### PAGE EXTRACT:
= Beginning of Section =

3. Parsimony methods.

The goal of parsimony is to find the tree that requires the fewest base or amino acid substitutions, when mutational distances from each sequence to each ancestral node, and between ancestral nodes, are added up. Parsimony methods can be run by choosing Phylogeny --> RFLP/RAPD/AFLP etc. Parsimony.

Several parsimony methods are available, as indicated in the menu:

In this example, Joe Felsenstein's Polymorphism parsimony method has been chosen. This method is worthy of some mention. For most molecular marker systems, Dollop parsimony is usually the most realistic choice because it assumes that the probability of a 1 -> 0 mutation (loss of a band) is much greater than a 0 -> 1 mutation (gain of a band.) However, this model may be overly pessimistic, simply due to the fact that, if polymorphism for a given site exists, in a population (ie. both 1 AND 0 are present), a population containing both alleles might be sampled, and erroneously assigned 0, even though 1 is present in other individuals that were not sampled. Polymorphism parsimony tries to take this possibility into account. If most nodes on a branch contain 0s, but at least one 1 node is implied, the polymorphism parsimony option of dollop will assume that the presence of the 1 is due to polymorphism in the population, rather than a rare forward mutation.

= End of Section =

### RECORDS SUPPLIED:

= Beginning of Section =

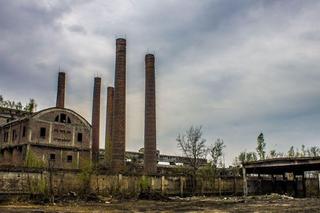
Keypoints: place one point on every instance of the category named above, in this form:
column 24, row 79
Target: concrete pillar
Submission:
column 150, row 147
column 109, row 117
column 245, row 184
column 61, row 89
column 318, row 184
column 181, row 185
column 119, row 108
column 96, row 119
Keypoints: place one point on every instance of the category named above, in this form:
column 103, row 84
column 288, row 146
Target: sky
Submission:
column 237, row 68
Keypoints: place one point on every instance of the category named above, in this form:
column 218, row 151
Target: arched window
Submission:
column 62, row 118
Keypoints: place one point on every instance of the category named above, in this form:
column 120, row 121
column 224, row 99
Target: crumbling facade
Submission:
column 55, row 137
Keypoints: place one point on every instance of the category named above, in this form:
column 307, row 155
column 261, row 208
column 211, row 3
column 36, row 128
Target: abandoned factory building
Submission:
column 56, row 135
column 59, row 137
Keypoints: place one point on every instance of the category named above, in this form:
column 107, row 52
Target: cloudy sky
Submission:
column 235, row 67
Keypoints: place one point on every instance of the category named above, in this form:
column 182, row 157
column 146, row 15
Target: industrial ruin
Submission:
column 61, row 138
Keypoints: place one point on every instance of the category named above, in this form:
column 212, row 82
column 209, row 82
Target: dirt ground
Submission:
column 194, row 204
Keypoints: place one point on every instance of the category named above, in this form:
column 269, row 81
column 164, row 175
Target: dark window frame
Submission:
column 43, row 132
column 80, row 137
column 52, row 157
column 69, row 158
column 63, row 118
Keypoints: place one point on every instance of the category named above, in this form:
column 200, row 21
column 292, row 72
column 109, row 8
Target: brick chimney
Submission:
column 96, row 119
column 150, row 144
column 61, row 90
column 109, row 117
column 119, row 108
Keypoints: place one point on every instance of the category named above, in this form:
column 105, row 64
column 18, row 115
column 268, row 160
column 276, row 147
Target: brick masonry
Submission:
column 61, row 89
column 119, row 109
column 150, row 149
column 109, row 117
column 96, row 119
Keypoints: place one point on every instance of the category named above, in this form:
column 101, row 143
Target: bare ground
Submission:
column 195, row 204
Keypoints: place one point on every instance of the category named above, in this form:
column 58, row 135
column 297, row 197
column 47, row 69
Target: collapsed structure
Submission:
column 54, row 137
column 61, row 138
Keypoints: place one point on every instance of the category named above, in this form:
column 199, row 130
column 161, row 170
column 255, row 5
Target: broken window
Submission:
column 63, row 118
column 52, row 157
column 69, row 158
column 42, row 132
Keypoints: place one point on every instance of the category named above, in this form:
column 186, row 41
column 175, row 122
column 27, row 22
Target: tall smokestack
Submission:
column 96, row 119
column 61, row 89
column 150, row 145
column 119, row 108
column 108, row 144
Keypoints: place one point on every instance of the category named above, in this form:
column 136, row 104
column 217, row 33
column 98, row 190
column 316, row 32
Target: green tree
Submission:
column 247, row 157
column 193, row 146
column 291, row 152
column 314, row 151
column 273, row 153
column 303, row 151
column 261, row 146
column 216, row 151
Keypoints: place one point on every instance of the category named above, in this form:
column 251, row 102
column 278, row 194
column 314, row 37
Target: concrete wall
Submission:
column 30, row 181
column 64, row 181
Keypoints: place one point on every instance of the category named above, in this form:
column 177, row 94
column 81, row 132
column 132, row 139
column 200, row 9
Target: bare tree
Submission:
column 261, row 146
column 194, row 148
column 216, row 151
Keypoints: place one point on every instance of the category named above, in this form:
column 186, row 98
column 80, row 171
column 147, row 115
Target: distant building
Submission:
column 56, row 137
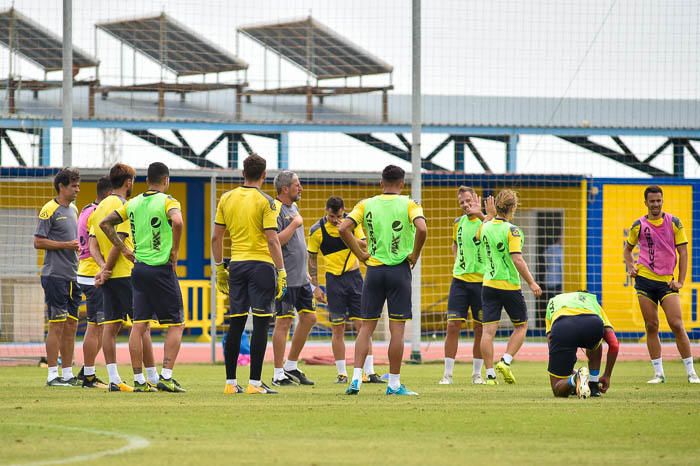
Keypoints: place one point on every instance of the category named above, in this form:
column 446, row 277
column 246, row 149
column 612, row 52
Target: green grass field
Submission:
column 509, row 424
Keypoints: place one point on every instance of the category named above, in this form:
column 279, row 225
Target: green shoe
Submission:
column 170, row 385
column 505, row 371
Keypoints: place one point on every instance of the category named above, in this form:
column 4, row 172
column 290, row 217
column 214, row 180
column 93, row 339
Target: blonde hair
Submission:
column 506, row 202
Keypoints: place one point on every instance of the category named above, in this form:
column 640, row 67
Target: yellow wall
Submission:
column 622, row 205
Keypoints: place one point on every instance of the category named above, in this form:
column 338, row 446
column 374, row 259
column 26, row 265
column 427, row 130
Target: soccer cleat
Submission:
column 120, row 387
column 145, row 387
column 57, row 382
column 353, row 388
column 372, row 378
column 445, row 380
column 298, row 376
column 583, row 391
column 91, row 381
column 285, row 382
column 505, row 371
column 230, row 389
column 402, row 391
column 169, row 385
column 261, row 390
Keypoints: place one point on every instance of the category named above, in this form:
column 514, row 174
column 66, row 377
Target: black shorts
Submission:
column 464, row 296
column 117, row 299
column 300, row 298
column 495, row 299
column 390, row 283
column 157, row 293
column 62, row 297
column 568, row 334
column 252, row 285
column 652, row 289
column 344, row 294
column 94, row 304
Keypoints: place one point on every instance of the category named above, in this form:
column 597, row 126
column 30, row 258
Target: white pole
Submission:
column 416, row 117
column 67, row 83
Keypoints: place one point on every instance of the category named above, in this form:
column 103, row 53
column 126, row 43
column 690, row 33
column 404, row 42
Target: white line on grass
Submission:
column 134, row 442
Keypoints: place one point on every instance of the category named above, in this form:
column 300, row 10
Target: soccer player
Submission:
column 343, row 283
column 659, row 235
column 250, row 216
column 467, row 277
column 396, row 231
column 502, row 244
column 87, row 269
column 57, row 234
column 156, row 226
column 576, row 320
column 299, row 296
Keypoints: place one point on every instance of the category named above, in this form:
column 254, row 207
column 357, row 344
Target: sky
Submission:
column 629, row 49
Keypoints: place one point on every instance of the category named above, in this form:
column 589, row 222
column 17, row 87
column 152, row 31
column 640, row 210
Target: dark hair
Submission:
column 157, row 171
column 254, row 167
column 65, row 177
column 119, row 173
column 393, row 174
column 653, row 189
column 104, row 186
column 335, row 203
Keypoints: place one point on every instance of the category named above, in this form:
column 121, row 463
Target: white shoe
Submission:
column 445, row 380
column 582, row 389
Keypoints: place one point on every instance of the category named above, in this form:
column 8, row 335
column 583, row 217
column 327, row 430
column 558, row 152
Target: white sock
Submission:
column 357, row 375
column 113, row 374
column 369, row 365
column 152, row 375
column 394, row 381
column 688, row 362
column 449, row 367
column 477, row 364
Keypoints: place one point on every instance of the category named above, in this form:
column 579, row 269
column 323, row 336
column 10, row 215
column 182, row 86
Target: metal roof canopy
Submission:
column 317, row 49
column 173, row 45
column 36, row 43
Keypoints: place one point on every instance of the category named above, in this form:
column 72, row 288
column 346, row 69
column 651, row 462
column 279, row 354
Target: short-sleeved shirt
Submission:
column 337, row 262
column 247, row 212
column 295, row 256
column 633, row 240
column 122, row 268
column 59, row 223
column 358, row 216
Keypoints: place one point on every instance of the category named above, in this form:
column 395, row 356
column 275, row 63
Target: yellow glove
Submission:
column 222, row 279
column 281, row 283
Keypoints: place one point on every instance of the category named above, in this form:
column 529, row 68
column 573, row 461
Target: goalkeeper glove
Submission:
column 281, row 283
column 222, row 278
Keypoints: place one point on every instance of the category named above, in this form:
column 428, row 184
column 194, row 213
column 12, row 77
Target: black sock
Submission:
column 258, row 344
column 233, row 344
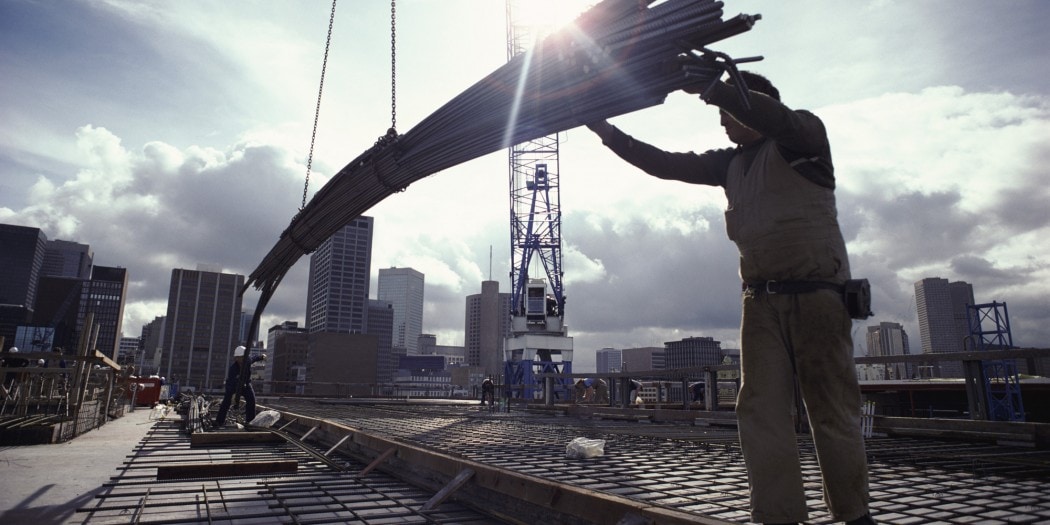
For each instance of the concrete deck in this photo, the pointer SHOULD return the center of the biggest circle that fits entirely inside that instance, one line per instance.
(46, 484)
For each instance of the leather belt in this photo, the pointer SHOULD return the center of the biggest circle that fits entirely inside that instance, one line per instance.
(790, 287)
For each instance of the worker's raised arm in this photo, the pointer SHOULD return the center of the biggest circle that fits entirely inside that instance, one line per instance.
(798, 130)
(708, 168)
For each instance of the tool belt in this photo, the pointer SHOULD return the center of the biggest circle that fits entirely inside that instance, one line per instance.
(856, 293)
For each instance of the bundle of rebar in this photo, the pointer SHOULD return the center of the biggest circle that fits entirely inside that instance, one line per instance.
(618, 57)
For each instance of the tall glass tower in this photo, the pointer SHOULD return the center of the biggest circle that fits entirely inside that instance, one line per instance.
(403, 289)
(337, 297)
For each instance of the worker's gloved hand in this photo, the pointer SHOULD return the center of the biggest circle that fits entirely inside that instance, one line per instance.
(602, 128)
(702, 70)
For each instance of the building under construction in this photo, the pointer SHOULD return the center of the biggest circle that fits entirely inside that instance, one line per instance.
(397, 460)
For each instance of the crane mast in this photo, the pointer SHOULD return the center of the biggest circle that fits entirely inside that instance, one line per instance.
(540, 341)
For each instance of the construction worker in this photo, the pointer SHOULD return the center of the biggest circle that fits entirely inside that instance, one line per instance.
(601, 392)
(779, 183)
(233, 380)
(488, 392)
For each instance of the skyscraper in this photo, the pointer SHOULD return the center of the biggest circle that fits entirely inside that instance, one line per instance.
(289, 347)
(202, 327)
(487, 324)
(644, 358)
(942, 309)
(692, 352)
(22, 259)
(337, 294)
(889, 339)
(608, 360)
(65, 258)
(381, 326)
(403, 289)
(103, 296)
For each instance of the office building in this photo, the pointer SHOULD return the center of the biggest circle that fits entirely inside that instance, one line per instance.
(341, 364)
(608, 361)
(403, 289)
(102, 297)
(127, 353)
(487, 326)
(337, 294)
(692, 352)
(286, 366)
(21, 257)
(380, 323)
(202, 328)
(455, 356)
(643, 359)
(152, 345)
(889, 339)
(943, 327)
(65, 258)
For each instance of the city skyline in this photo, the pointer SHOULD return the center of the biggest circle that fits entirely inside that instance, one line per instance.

= End of Section =

### WHAT YOU WILL DO:
**A)** List every marker-system abbreviation that appears in the menu command given in the parsimony methods excerpt.
**B)** Carry the parsimony methods excerpt forward from its last sentence.
The items that accompany the parsimony methods excerpt were taken from a separate source.

### ANSWERS:
**A)** RFLP, RAPD, AFLP

**B)**
For the same input data, dollop will produce the following output files:

manitoba.polymorphism.outfile
manitoba.polymorphism.treefile

Make sure to save your files using these names for the next example.

4. Maximum Likelihood

Maximum likelihood methods are considered the most robust method of phylogenetic inference, and are demonstrably more accurate than distance or parsimony methods. However, the increased accuracy comes at a price of computational time. As the number of isolates or species increases, the time required increases exponentially.

For this reason, it is often useful to construct trees using a method such as parsimony, and then read the parsimony tree into a maximum likehood program to refine the tree, calculate branch lengths and assign probability estimates to branches on the tree.

Although the dataset in this tutorial is small enough to run maximum likelihood directly, we will illustrate how to run DNAML on an already-existing parsimony tree, using the treefile from the previous section.

Select the same set of isolates, and choose Phylogeny --> RFLP/RAPD/AFLP etc. Max. Likelihood. Select "Evaluate user-supplied tree", and choose manitoba.polymorphism.treefile as the User tree filename.

Menu items are similar to those in DNAML, but several items are worthy of note.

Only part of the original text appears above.